Locate every line in the data below that contains the word "wooden", treating uppercase and lowercase as different, and copy each of those lines.

— Records for the exercise —
====

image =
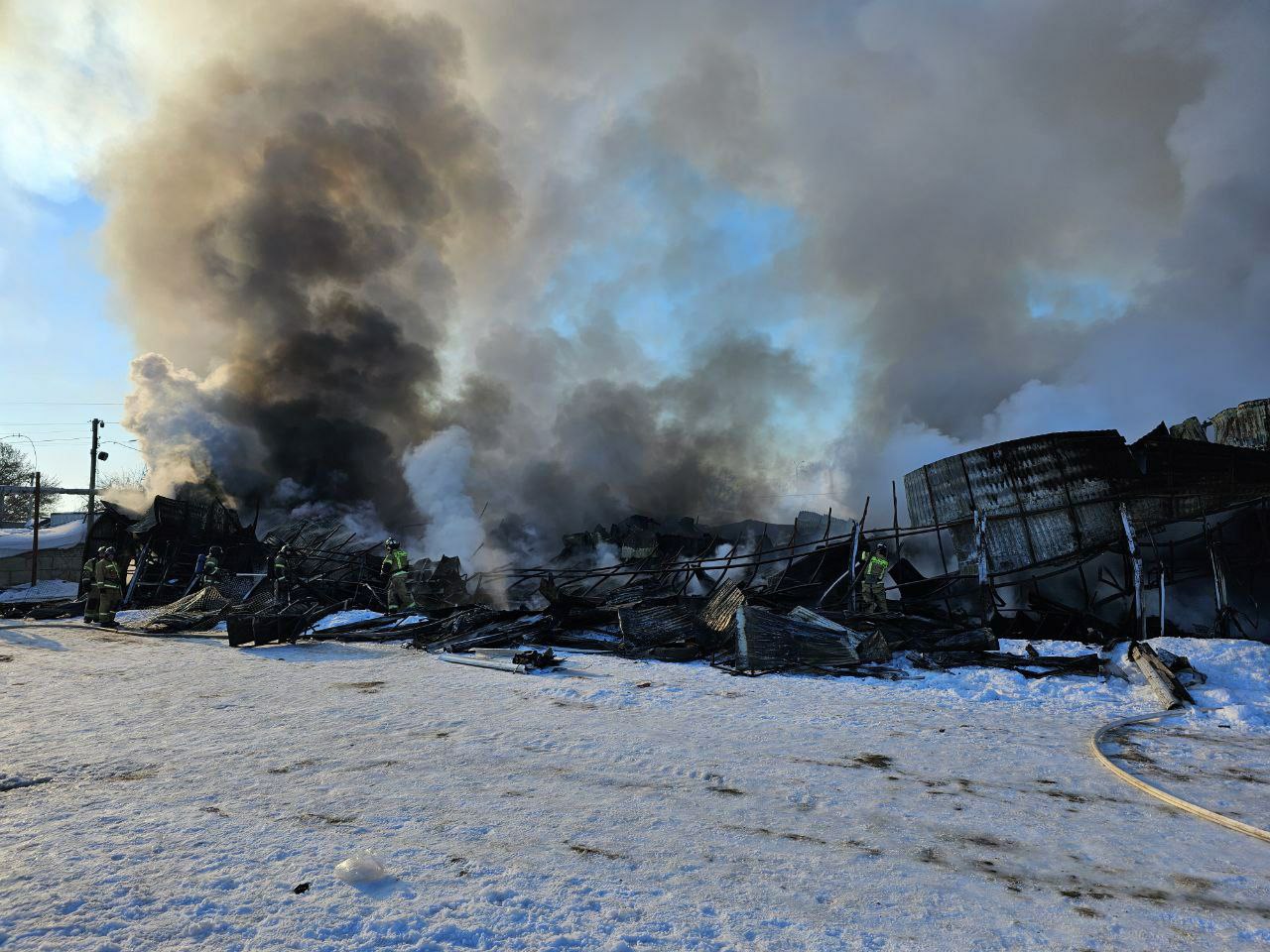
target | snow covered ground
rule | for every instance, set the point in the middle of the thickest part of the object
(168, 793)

====

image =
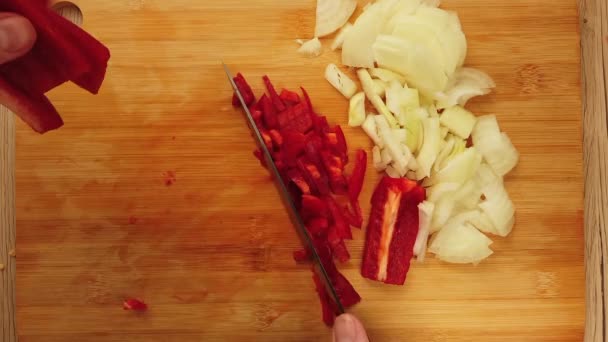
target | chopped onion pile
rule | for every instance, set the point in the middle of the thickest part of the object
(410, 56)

====

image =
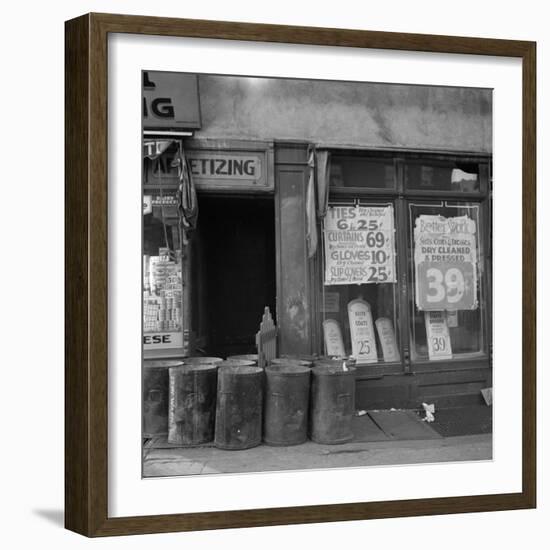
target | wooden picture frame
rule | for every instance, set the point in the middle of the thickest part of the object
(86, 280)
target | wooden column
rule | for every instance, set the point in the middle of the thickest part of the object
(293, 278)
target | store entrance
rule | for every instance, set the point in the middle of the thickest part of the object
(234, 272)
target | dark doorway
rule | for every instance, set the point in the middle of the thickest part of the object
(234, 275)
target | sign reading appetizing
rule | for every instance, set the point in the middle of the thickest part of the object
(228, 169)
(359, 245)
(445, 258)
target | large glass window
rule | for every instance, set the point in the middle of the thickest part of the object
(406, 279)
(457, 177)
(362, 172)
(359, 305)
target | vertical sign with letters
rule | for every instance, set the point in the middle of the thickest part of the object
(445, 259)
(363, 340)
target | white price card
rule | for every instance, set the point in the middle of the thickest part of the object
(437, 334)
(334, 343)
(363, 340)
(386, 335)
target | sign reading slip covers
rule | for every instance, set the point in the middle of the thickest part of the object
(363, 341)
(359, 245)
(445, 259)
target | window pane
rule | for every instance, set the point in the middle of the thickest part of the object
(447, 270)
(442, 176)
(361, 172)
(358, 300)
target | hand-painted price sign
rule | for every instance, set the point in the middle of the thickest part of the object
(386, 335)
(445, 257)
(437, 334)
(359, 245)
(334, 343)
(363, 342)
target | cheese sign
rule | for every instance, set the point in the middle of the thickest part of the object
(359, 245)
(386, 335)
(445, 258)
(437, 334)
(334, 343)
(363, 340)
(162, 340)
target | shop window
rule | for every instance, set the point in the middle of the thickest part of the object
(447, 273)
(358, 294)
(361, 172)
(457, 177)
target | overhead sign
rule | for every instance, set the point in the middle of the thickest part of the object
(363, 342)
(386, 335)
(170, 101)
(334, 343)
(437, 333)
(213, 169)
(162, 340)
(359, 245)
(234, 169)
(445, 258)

====

— Solution to the problem —
target | wooden picture frame
target | wooden column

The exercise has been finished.